◆ Supplied information:
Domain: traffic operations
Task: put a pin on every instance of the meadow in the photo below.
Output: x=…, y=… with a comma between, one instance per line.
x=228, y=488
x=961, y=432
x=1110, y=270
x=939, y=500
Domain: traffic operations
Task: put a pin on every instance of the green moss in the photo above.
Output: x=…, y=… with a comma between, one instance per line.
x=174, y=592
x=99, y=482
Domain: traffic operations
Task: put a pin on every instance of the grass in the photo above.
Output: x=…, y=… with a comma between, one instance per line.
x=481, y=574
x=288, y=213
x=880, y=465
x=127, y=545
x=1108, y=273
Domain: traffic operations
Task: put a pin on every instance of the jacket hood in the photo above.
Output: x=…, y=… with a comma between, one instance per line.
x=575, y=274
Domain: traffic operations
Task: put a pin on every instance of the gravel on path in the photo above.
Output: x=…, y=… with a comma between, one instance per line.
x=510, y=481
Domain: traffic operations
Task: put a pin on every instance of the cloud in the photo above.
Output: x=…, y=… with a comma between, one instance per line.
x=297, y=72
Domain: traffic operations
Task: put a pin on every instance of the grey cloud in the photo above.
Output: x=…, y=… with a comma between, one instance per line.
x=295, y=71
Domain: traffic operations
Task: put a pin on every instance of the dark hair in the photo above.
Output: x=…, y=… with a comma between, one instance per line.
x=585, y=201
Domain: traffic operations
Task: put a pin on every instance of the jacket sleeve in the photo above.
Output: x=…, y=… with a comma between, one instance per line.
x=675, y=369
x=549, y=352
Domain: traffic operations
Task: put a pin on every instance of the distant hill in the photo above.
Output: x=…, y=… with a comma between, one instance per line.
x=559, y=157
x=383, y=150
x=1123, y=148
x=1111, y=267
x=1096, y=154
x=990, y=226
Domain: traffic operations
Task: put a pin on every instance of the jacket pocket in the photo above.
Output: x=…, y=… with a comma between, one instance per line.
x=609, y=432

◆ Task instructions: Write all the data out again, word for word.

◆ Your solution:
Domain: traffic operations
Task: put a pin on every instance of the meadow in the photo below.
Output: x=…, y=… with a comma between, one instance per line.
x=228, y=488
x=961, y=432
x=1110, y=270
x=939, y=500
Domain: traffic operations
Task: put a pin on every instance of the green moss in the photo above.
Output: x=…, y=… with a comma between, one instance per line.
x=174, y=592
x=99, y=482
Domain: traffic operations
Task: put a pin on every instance of the grass in the photo above.
Output: x=…, y=… with a comma between, one instance per line.
x=481, y=574
x=288, y=213
x=880, y=465
x=127, y=545
x=1108, y=273
Domain: traffic operations
Task: put a pin on every instance of the jacket hood in the photo above.
Output: x=…, y=… with a comma between, one instance per line.
x=575, y=274
Domain: traffic operations
Task: put a pin on every instance of the gravel on path in the photo above.
Output: x=…, y=… with a comma between, one instance per line.
x=510, y=481
Domain: traffic operations
Task: put a pin on every instance of the cloud in the photo above.
Output: x=…, y=… with a comma between, one instance per line.
x=297, y=72
Domain: traffic operations
Task: put a pin on every instance of the grey cloud in the photo above.
Output: x=…, y=… with a comma between, one instance per line.
x=295, y=71
Domain: traffic operations
Task: put a pin on every instance of the dark hair in the photo above.
Output: x=…, y=… with a comma between, one instance per line.
x=585, y=201
Domain: traffic operations
Task: put a pin on every instance of the jacket sleeve in the photo above.
Output: x=…, y=… with a comma between, one instance per line.
x=675, y=369
x=549, y=352
Domain: traffic operations
Task: put a pin on every instance of the distant hill in the photo above.
Output: x=…, y=… with a comma between, one instance per line.
x=559, y=157
x=383, y=150
x=1123, y=148
x=1111, y=267
x=1096, y=154
x=990, y=226
Domain: traffic operations
Task: put a pin on every instance of the jacket pocket in the photo above.
Output: x=…, y=… with a comma between, one instance per line.
x=609, y=432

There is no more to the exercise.